··· SUPPLIED ENTRIES

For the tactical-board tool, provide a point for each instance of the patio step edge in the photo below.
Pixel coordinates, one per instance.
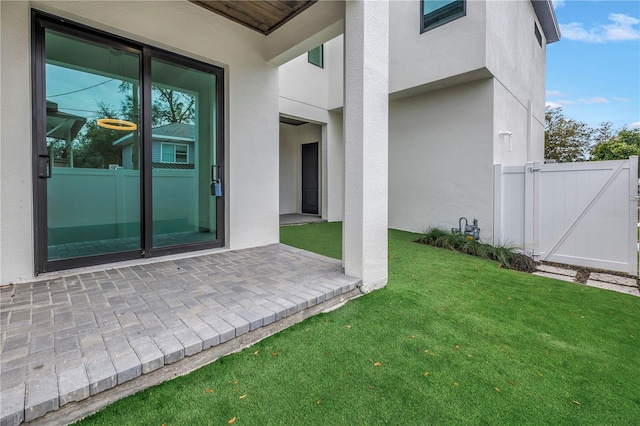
(74, 411)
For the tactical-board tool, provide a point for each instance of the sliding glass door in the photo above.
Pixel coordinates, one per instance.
(126, 149)
(183, 154)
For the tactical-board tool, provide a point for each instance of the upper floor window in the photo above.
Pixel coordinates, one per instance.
(438, 12)
(316, 56)
(536, 31)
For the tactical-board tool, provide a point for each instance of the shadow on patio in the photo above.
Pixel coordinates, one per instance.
(114, 332)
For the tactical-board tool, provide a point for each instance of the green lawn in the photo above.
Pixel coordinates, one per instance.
(451, 340)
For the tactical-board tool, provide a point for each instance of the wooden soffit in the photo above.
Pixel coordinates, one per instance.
(263, 16)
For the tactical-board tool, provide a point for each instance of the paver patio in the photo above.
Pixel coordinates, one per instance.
(70, 337)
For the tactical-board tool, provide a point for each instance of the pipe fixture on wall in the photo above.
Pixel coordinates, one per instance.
(503, 133)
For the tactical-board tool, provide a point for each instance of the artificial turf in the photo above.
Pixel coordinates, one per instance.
(451, 339)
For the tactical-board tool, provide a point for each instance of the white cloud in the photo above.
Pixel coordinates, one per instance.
(558, 3)
(622, 28)
(594, 100)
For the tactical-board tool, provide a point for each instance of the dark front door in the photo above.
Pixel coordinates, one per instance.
(310, 178)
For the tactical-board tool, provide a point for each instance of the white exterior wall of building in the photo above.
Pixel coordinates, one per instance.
(452, 49)
(493, 46)
(517, 61)
(251, 98)
(440, 156)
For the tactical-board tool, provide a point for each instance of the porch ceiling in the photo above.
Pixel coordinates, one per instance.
(263, 16)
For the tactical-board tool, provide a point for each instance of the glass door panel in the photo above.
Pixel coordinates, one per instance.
(93, 144)
(183, 109)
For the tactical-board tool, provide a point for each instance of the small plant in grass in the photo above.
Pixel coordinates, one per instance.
(509, 258)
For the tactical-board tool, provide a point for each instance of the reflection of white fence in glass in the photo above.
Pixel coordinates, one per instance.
(582, 214)
(90, 197)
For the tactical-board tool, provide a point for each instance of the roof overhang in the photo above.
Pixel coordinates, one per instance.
(264, 16)
(547, 17)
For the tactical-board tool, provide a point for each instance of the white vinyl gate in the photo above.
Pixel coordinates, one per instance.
(583, 214)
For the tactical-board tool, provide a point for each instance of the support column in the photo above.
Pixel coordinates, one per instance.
(366, 117)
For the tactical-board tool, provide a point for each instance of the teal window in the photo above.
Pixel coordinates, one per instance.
(439, 12)
(536, 31)
(316, 56)
(174, 153)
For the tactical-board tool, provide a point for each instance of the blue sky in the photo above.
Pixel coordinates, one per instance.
(593, 72)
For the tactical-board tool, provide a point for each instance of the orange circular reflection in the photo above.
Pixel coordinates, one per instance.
(115, 124)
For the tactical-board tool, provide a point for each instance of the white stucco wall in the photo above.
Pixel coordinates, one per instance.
(16, 190)
(251, 112)
(291, 139)
(304, 82)
(440, 158)
(454, 48)
(333, 168)
(518, 63)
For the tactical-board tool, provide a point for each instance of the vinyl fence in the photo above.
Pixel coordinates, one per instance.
(583, 214)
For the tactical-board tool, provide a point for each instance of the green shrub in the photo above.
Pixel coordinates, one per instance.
(507, 256)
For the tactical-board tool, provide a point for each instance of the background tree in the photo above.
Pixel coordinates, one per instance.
(625, 144)
(167, 106)
(565, 139)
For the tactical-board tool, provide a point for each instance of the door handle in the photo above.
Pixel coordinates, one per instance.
(48, 167)
(215, 172)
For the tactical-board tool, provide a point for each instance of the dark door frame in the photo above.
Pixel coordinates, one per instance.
(312, 177)
(41, 163)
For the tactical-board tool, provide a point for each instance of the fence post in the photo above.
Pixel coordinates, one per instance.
(498, 236)
(530, 203)
(633, 215)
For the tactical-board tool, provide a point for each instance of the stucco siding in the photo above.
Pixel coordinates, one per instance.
(514, 56)
(440, 158)
(16, 226)
(454, 48)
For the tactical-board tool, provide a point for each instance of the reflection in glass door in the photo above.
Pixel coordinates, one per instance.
(127, 149)
(92, 171)
(183, 152)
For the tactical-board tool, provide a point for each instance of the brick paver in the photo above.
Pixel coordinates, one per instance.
(68, 337)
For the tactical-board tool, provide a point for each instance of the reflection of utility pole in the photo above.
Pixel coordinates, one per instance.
(135, 117)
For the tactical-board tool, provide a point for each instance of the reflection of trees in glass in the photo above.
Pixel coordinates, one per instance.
(95, 149)
(167, 106)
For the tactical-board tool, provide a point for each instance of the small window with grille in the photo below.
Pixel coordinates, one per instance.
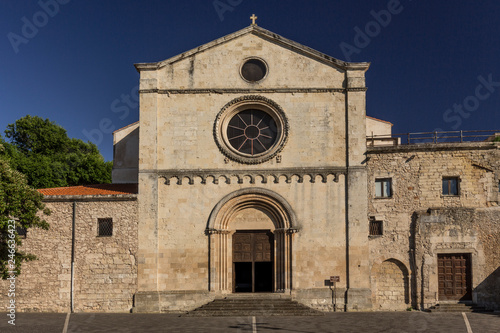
(105, 227)
(376, 227)
(383, 188)
(21, 231)
(451, 186)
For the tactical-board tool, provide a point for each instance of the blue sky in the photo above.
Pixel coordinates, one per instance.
(434, 64)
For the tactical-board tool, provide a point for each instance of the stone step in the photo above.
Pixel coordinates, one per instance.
(249, 306)
(457, 307)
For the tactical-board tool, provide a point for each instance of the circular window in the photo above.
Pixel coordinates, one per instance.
(254, 70)
(251, 129)
(251, 132)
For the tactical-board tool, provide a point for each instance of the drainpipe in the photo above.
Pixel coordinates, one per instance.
(346, 192)
(72, 291)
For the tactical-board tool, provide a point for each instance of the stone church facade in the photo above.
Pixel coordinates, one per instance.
(254, 175)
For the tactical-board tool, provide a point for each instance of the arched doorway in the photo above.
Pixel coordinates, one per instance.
(250, 239)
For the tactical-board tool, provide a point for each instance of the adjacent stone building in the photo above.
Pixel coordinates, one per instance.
(254, 175)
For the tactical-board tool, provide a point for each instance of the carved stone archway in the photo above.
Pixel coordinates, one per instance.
(219, 232)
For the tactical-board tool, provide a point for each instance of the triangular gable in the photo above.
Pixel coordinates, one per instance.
(265, 34)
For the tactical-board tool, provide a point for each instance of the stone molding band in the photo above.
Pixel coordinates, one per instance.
(249, 91)
(254, 175)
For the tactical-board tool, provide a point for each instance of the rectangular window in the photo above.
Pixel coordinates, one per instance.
(21, 231)
(105, 227)
(383, 188)
(375, 228)
(450, 185)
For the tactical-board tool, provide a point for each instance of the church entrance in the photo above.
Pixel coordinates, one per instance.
(253, 261)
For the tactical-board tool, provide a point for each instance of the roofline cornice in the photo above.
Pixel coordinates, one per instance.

······

▶ [EXERCISE INSTRUCTIONS] Can you rewrite the records as a JSON list of strings, one string per line and blank lines left out, starting at the line containing "cornice in the photo above." and running through the end of the records?

▶ [TASK RESULT]
[
  "For the tactical-board tool, provide a point for each instance of the roofline cornice in the photo above.",
  "Pixel coordinates, one per instance."
]